* Given task *
Locate "Locate the throat" in the listing below, then output the line holding it and every line after it, exactly and with nothing else.

* Data to use *

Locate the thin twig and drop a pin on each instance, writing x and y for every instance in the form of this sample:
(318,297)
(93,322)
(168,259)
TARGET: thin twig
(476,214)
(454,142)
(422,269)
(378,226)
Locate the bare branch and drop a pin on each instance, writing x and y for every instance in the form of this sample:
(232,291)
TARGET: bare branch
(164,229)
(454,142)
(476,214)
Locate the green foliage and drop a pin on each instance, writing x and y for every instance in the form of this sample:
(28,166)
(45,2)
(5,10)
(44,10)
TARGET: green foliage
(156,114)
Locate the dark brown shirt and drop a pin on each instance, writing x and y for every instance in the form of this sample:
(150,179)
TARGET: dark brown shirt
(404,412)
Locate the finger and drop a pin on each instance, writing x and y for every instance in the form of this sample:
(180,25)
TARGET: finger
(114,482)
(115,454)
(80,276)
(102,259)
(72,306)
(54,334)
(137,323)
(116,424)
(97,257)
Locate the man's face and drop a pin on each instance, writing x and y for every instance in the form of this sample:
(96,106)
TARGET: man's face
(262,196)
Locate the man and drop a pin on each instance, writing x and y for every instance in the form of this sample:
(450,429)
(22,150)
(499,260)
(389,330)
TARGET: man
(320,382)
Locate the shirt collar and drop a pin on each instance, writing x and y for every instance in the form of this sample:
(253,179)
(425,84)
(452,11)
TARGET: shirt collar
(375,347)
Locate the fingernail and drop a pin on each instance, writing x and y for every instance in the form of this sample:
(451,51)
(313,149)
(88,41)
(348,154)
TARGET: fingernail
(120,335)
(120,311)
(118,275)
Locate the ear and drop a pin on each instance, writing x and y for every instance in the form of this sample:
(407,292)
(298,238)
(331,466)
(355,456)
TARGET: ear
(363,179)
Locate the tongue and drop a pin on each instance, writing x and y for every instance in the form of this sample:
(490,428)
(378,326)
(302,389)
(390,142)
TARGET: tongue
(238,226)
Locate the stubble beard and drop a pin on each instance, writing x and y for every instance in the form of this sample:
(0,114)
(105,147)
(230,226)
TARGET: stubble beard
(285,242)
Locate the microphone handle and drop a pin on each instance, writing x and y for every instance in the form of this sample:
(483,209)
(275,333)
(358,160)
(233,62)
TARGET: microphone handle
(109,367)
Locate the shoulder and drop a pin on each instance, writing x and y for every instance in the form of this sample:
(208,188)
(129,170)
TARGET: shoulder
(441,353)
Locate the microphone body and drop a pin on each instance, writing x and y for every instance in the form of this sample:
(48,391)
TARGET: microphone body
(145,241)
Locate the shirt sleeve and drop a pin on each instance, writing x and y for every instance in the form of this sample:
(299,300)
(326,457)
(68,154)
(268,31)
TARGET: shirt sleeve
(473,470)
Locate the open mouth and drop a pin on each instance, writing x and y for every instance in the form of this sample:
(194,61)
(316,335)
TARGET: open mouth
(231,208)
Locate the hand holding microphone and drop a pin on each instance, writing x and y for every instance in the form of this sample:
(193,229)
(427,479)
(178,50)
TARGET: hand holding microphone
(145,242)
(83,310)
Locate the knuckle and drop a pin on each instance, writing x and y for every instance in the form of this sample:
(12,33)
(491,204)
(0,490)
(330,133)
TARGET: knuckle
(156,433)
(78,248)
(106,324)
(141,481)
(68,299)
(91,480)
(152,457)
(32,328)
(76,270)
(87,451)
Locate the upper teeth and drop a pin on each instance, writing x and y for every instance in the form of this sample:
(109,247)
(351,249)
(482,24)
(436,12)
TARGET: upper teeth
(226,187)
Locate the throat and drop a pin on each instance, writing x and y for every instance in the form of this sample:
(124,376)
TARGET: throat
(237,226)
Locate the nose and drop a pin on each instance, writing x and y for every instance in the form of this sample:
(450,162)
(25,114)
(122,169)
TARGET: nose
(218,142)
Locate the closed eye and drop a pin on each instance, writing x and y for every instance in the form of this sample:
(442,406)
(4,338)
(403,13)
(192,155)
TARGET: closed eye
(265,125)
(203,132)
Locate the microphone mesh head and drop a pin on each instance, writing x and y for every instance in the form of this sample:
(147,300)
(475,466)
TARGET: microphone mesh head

* Output of the task *
Locate the throat and drop a pin on each instance, writing x and y for every instance in the form of this sample:
(124,376)
TARGET: throat
(237,226)
Locate the nose and drop a pin on each instance, writing x and y for every instance in the form of this sample:
(450,162)
(25,114)
(122,169)
TARGET: nose
(218,142)
Locate the closed eye and drop a pin on each instance, writing x and y for every instance in the form of this sample:
(442,406)
(4,338)
(403,13)
(192,155)
TARGET: closed eye
(265,125)
(203,132)
Locate the microphone mesh head and drop a pin on each instance, writing x and y for every instance in the form of this sample:
(147,300)
(475,466)
TARGET: microphone mesh head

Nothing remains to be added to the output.